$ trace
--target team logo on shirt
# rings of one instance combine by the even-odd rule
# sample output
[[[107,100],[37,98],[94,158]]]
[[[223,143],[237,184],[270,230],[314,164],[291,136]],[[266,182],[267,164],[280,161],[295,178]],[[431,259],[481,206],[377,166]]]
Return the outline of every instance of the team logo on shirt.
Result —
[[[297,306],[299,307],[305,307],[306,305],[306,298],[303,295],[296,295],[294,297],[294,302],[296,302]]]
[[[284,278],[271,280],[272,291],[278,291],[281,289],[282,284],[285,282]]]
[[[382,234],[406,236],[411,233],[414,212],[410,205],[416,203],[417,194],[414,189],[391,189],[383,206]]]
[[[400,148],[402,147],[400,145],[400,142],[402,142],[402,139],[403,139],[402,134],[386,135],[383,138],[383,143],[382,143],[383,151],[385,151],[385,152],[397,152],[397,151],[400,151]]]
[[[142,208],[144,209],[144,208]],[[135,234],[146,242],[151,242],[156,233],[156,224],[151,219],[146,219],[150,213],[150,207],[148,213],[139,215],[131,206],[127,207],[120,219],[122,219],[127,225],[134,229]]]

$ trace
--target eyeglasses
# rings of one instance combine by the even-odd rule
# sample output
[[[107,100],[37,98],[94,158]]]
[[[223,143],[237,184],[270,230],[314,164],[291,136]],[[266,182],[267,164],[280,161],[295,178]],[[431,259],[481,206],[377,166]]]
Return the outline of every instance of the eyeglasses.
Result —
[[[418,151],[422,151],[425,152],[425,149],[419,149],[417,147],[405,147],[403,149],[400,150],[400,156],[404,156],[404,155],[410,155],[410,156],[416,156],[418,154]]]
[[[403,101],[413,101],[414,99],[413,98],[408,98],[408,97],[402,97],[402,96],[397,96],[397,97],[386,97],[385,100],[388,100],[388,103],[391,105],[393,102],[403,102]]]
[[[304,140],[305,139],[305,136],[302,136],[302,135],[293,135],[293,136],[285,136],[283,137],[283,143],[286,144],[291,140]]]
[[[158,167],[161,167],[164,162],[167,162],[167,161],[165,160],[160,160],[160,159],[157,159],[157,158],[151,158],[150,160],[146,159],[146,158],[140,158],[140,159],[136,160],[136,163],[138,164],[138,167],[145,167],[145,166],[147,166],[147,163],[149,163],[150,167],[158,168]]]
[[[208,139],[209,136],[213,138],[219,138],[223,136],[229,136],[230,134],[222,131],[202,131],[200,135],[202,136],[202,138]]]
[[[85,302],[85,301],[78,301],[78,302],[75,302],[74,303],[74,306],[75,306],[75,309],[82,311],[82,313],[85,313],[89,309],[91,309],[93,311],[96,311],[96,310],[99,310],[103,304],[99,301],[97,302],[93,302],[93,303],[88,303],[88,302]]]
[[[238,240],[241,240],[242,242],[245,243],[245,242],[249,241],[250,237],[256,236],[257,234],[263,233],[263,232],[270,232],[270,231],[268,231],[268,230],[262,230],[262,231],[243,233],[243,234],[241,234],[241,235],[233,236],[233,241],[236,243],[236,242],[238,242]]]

__TASK REQUIREMENTS__:
Return every line of the data above that contains the word "logo".

__SOLUTION TO THIS PROBLEM__:
--target team logo on shirt
Return the outline of every instance of the team logo on shirt.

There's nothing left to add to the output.